## PROBLEM SET
**a.** List the authors named in the aspirin desensitization abstract.
**b.** Resume the abstract on aspirin desensitization in aspirin-exacerbated respiratory disease, picking up after its last sentence.

## SUPPLIED TEXT
-------------------------
Long-term treatment with aspirin desensitization in asthmatic patients with aspirin-exacerbated respiratory disease

M Pilar Berges-Gimeno, Ronald A Simon, Donald D Stevenson
Journal of Allergy and Clinical Immunology 2003, 111 (1): 180-6

BACKGROUND: Aspirin desensitization treatment is an option to decrease disease activity and reduce the need for systemic corticosteroids in patients with aspirin-exacerbated respiratory disease (AERD).

OBJECTIVE: This study was designed to determine whether the clinical courses of patients with AERD improved as early as 6 months after starting aspirin desensitization and to compare this with follow-up evaluations after at least a year.

METHODS: Between 1995 and 2000, 172 patients with AERD were admitted to our General Clinical Research Center, were desensitized to and treated with aspirin, were discharged to their home communities, and participated in follow-up interviews and written assessments of their clinical courses.
-------------------------
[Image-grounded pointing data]
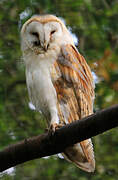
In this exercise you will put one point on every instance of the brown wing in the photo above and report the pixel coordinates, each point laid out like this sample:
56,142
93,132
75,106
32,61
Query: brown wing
75,94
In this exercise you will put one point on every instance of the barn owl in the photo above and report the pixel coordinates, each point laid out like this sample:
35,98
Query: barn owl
59,81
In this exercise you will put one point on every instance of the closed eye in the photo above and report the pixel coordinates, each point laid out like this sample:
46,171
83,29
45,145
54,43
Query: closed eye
35,34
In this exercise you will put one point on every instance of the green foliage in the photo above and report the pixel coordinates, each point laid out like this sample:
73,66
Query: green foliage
95,25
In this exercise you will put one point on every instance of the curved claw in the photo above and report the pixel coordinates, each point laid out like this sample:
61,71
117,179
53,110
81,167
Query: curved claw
53,127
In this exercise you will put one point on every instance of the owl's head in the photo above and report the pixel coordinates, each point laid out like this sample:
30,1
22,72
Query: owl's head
40,33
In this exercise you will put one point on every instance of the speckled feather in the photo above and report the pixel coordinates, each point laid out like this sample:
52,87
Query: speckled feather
75,94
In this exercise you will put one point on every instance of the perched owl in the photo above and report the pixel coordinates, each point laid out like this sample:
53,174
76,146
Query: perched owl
59,81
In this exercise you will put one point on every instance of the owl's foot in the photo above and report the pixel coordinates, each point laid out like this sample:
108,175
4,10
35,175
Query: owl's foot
53,127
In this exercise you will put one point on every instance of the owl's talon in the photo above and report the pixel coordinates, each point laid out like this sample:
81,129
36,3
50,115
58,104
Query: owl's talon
54,127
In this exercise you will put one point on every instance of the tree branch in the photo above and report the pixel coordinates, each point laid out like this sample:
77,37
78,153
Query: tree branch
45,145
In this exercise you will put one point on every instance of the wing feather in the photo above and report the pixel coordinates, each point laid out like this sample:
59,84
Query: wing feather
75,94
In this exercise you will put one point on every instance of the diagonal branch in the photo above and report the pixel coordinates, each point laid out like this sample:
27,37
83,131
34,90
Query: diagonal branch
45,145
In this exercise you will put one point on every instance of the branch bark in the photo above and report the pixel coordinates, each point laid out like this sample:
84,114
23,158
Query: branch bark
45,145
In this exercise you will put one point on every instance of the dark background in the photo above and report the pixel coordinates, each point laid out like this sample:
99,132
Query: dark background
95,24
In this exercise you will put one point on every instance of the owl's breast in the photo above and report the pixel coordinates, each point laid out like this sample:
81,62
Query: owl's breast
40,88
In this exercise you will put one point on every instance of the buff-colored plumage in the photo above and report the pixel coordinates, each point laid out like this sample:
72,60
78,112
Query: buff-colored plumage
59,81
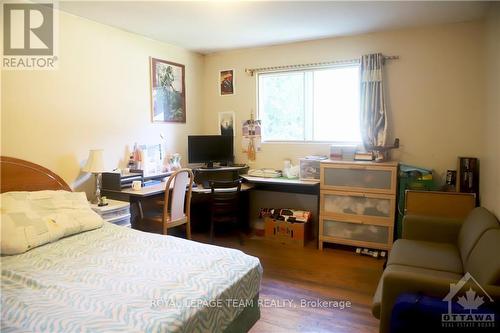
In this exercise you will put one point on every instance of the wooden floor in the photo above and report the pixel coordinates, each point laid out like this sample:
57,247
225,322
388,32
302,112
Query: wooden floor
293,275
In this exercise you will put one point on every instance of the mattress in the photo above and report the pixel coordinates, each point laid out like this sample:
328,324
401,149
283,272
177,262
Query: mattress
115,279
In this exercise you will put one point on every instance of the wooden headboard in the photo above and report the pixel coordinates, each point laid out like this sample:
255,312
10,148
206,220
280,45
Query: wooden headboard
21,175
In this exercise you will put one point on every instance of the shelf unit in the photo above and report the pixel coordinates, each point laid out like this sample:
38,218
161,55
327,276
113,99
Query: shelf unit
357,203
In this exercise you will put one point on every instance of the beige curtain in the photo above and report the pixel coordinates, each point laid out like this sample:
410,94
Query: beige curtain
373,109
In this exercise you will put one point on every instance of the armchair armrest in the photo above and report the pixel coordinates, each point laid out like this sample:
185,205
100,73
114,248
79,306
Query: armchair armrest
397,282
432,229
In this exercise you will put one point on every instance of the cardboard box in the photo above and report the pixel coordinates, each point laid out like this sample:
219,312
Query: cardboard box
289,233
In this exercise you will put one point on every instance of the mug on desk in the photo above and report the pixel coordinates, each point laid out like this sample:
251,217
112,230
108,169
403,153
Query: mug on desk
136,185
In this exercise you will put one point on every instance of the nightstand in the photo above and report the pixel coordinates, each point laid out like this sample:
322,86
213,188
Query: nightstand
116,212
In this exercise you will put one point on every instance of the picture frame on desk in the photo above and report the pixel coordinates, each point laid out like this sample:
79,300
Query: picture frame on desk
168,91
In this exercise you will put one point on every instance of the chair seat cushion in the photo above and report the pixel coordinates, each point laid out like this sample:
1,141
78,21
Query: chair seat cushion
429,255
377,298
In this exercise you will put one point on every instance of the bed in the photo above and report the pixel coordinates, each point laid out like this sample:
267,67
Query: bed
114,279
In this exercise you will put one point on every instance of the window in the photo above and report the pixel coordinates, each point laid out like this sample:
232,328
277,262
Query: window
310,105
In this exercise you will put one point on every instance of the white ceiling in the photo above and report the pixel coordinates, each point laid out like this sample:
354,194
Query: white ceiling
211,26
-------------------------
## ANSWERS
**a.** M Pilar Berges-Gimeno, Ronald A Simon, Donald D Stevenson

**b.**
RESULTS: By the first 6 months of aspirin treatment, there were significant reductions in sinus infections and numbers of short courses of prednisone and improvements in sense of smell and general assessment of nasal-sinus and asthma symptoms (P <.0001). These results persisted for 1 to 5 years (P <.0001). Mean prednisone doses decreased from 10.8 mg/d to 8.1 and 3.6 mg/d at 6 months and greater than 1 year, respectively. Of the 172 patients, 24 (14%) discontinued aspirin treatment because of side effects, and 115 (67%) responded to aspirin treatment. After eliminating those who discontinued aspirin treatment because of side effects, the improvement rate was 115 (78%) of 148 patients. Of the 126 patients who completed a year or more of aspirin treatment, 110 (87%) experienced improvement.

CONCLUSION: Aspirin desensitization followed by daily aspirin is efficacious by at least the first 6 months of treatment and continues to be effective for up to 5 years of follow-up.